═════ Source records

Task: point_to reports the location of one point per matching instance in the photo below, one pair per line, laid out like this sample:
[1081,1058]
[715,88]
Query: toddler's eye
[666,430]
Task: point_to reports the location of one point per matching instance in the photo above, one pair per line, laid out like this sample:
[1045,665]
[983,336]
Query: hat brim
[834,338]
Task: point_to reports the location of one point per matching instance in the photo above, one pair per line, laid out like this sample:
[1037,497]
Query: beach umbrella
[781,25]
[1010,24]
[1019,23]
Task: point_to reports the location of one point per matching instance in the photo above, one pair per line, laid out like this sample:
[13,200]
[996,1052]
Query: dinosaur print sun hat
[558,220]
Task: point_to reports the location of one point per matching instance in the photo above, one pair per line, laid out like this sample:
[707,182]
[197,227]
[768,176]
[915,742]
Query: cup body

══════════

What is required: Produce a verbatim copy of all the material.

Response area:
Task: point_to reports the location of one point per matching instance in the photo below, one pair per line, laid out like this sample:
[1081,1058]
[715,88]
Query: toddler's eye
[666,430]
Task: point_to reports the location of one point per matching instance in the photo above, one pair per line, laid out like this sample:
[1045,665]
[983,336]
Query: hat brim
[834,338]
Task: point_to reports the location of one point per matching instance in the photo above, one pair per line, laid out like this sample:
[1037,497]
Query: beach umbrella
[781,25]
[1010,24]
[1019,23]
Task: point_to reports the location of one point per matching instance in the photo above, one pair per line, laid out like this sample:
[13,200]
[996,1052]
Query: dinosaur print sun hat
[558,220]
Task: point_to reports the location of one point per matching instance in the photo above, one pair per line, laid out like this sample:
[707,182]
[197,227]
[768,176]
[915,742]
Query: cup body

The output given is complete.